>> Begin Input for this task
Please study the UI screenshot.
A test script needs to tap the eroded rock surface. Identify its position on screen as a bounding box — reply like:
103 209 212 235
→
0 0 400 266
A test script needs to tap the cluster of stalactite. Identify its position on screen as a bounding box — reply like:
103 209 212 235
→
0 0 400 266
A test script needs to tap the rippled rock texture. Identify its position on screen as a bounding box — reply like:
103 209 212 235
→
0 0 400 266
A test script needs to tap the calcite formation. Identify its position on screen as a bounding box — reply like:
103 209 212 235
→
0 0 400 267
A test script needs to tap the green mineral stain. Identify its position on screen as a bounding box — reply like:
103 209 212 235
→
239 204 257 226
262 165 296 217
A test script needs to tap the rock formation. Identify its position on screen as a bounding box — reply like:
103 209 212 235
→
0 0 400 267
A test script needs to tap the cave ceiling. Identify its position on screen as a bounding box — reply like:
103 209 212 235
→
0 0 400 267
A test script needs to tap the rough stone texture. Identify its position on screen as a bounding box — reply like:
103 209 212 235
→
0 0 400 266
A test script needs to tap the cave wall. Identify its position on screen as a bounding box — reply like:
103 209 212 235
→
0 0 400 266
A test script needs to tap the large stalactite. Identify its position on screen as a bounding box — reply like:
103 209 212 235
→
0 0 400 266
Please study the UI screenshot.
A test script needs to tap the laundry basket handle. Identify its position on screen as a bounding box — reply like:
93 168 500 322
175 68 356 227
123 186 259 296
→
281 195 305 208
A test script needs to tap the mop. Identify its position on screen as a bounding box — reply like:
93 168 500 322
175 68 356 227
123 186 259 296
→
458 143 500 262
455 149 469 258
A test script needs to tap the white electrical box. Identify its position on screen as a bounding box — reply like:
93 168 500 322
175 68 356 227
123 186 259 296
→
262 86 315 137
>> End Input for this task
## Task statement
Starting with the line containing "A test script needs to tap the large" and going on through the end of the material, give those lines again with "white electrical box" swapped for "gray electrical box" and everything else unchanged.

## Answer for the task
A test script needs to tap the large stalactite. Identify its position on screen as a bounding box — reply like:
103 209 212 235
→
0 0 400 266
Please study the UI screenshot.
A test script needs to tap the laundry basket handle. Identify its position on screen as a bounding box — reply like:
93 168 500 322
175 68 356 227
123 186 259 296
→
281 195 305 208
A test script needs to tap the mop. Identify its position on screen as a bounding box — reply like:
93 168 500 322
175 68 356 227
123 186 259 296
→
458 143 500 262
455 149 469 258
A test script needs to tap the gray electrical box. Identify its position on screen as a bounding box — reply like:
93 168 500 322
175 68 356 227
123 186 259 296
→
262 86 315 137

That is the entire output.